Extracted text:
------------------------

I7: Different Error Messages with Is A Kind Of Construct

So let’s say I have this simple source:

A location is a kind of room.

There is a location called the Drawbridge.

That gets me this error:

When I change the code to be this:

A location is a kind of room.

The Drawbridge is a location.

I get this error:

Neither message tells me why this isn’t working and I’m not sure why I’m getting different error messages anyway.

If I try this:

An outdoor location is a kind of room.

The Drawbridge is an outdoor location.

that works.

So it seems like “location” is an internal word that Inform 7 uses perhaps. I look up that phrase in the documentation and eventually find that may be the case. But I wanted to make sure that this is why I was not only getting an error, but getting two different errors based on a slight difference in the assertion of the room.

I’m wondering if it would be possible for Inform to just tell me that I’m using a reserved word. In this case, when I used “outdoor location” it was fine but that means Inform could probably (maybe?) have flagged the fact that I was using “location” which is a reserved word. The only thing that made me question this was the fact of two different error messages for what seems to be the same issue. As an Inform developer, this would worry me. I would expect the assertion

A location is a kind of room.

to generate a compiler error, if I’m understanding why Inform won’t let me use the previous source text.

This is a namespace issue. The “location” is a global variable that holds the name of the room where the player is, so it can’t be used to name a new kind of room.


That sounds like a great exception message that Inform could generate to let you know exactly that. :slight_smile: I concede this might also be in the manual in a place that I missed it and upon looking at some examples I do see that “location” is used. As a developer, I’d still be worried about two different error messages if only because it makes how the system is doing things a bit more opaque.

Inform should never allow the sentence “A location is a kind of room” at all, and should probably trigger a message that indicates that Inform already has a definition of “location” and that this incompatible.

------------------------

Supplied data:
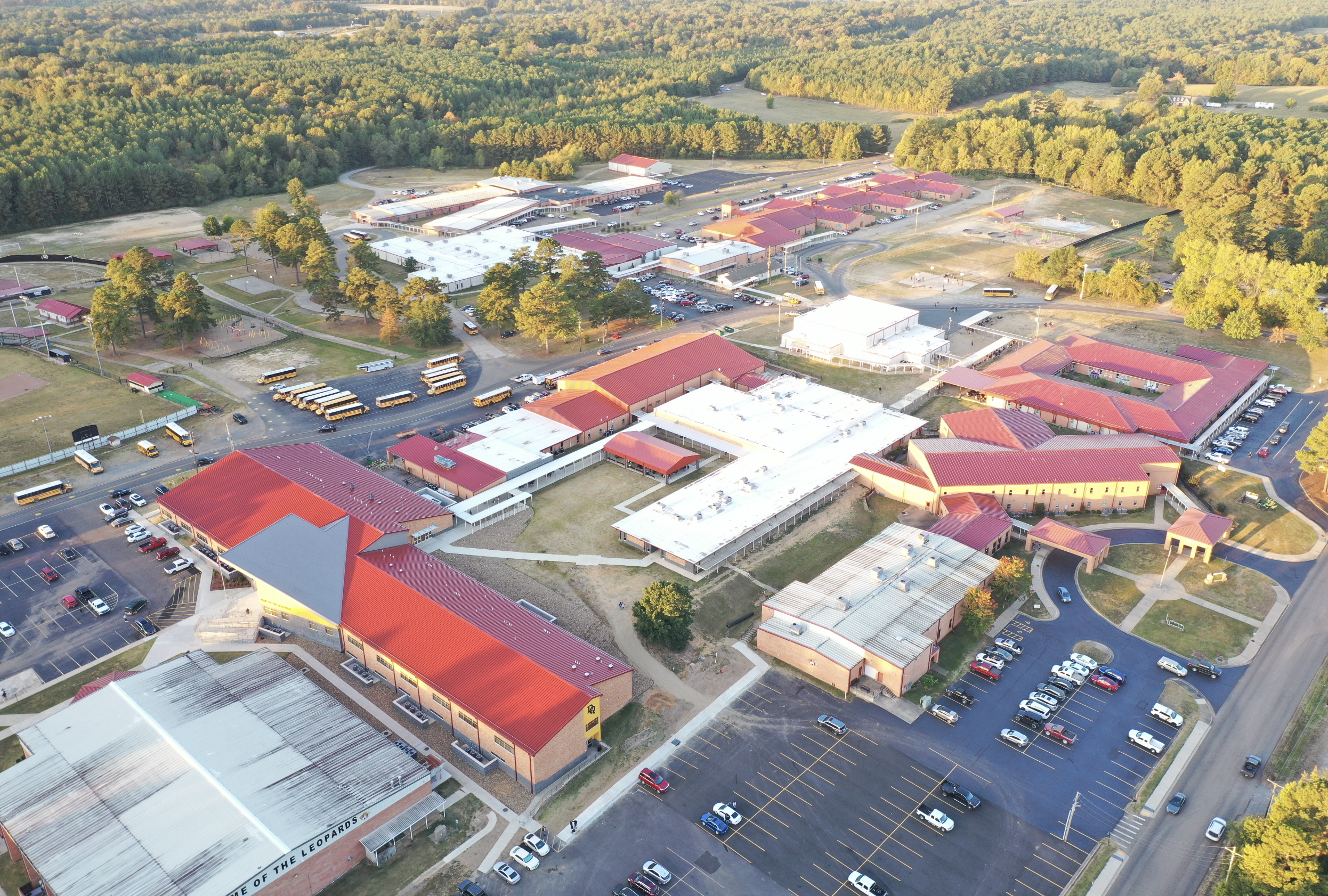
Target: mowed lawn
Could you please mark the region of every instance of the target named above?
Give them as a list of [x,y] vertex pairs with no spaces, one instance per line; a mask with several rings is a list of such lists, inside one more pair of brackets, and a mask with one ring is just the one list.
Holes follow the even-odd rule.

------------------------

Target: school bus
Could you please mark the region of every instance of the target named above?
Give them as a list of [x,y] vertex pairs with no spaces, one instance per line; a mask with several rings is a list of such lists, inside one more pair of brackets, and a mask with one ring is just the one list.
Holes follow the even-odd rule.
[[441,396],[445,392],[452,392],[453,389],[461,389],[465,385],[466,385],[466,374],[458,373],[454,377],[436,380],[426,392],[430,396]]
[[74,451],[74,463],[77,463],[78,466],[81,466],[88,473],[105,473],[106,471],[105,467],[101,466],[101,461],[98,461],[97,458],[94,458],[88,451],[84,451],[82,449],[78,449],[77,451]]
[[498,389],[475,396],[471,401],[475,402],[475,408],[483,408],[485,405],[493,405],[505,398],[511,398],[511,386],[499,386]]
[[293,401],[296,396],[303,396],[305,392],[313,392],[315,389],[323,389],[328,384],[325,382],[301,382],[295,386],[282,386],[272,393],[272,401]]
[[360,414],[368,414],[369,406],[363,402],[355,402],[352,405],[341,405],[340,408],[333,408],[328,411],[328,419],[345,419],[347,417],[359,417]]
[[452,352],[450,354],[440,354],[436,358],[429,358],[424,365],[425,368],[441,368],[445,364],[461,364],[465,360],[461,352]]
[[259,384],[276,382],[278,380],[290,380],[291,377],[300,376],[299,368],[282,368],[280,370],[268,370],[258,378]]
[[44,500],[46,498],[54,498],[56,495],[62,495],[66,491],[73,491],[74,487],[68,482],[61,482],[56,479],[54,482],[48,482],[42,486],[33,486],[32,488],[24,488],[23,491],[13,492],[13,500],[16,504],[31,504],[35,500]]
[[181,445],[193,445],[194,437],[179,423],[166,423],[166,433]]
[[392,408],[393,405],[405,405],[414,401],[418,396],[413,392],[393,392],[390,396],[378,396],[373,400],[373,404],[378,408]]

------------------------

Exercise instructions: In the Inform 7 error-message discussion, what does the global variable "location" hold?

Worked answer: The name of the room where the player is.